### SHORT TASK A
Rewrite the climate comment starting at "And note, this, like" and ending at "SUV in sight!).", substituting "Sangamonian" for "Eemian".
### SHORT TASK B
Based on the climate comment, answer yes or no to each statement and quote the words that decide it: (i) The last interglacial was cooler than our current times. (ii) Sea levels during the last interglacial were about 26 feet higher than today. (iii) The ice sheets of a glacial era grow within a few years.

### DOCUMENT SEGMENT
◇ ◇ ◇ ◇

And note, this, like volcanic events, isn’t the sort of thing amenable to modeling.

2 thoughts on “Real Climate Science”

  1. There is one HUGE issue if the Younger Dryas was of extraterrestrial origins and not part of the ned of the last glacial period; it pushes back the start of the current interglacial (the Holocene) by close to two thousand years. Glacials and interglacials are cyclic, so this should be a major concern; we may be far closer to the next glacial epoch than we think.

    It’s also worth noting that the last interglacial, the Eemian, which occurred from about 128,000 BC to 112,000 BC, was far warmer than our current times; they had hippopotamus in the Thames river in what’s now the UK, sea levels were about 26 feet higher than today, and the seas were warmer. (and not an SUV in sight!).

    What galls me is that, even if the anthropogenic warmists were right, a new glacial era would be FAR worse than the “global warming” they so fear. It would (via climate impact on agricultural production) cost billions of lives. (the ice sheets take millenia to grow, but the temperature shift that causes them tends to happen quickly, the shift from interglacial to glacial taking as little as four years in one case).

    The grand irony is that if human activity is indeed warming the planet to some degree, that may be the only thing keeping us from a new glacial era, which would be by far the greatest disaster in human history (and last for a thousand centuries (about twice as long as the human race has existed).

◇ ◇ ◇ ◇

Region annotation items
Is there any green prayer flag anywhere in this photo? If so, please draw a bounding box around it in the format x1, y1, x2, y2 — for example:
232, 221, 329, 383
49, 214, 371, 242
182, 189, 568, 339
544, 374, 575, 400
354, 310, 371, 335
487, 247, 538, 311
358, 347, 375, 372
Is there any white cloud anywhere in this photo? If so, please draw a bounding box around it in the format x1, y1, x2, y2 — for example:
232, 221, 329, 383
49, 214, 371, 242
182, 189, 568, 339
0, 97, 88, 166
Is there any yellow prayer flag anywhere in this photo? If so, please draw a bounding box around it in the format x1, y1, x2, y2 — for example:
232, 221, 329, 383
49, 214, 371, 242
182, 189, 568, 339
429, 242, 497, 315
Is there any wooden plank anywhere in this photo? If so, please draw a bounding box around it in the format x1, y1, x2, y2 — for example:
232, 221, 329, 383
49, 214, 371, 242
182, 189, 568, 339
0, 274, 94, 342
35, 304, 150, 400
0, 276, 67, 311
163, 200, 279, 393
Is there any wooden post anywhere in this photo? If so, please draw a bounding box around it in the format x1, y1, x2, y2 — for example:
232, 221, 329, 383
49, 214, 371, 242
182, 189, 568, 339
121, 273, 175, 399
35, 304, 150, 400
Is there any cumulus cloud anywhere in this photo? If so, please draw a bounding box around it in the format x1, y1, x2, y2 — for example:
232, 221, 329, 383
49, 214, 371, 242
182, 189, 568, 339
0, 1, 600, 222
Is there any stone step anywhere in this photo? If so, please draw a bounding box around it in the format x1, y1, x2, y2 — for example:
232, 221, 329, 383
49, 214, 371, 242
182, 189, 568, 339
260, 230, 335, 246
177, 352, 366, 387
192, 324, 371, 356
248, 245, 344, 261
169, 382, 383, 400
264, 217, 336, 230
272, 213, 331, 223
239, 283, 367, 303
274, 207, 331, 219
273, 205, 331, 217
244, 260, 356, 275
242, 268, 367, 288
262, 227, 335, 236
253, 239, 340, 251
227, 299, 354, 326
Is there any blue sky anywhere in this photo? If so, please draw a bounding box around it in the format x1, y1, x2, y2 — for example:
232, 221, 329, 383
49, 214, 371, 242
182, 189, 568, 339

◇ ◇ ◇ ◇

### REPLY A
And note, this, like volcanic events, isn’t the sort of thing amenable to modeling.

2 thoughts on “Real Climate Science”

  1. There is one HUGE issue if the Younger Dryas was of extraterrestrial origins and not part of the ned of the last glacial period; it pushes back the start of the current interglacial (the Holocene) by close to two thousand years. Glacials and interglacials are cyclic, so this should be a major concern; we may be far closer to the next glacial epoch than we think.

    It’s also worth noting that the last interglacial, the Sangamonian, which occurred from about 128,000 BC to 112,000 BC, was far warmer than our current times; they had hippopotamus in the Thames river in what’s now the UK, sea levels were about 26 feet higher than today, and the seas were warmer. (and not an SUV in sight!).

### REPLY B
(i) No: "was far warmer than our current times"
(ii) Yes: "sea levels were about 26 feet higher than today"
(iii) No: "the ice sheets take millenia to grow"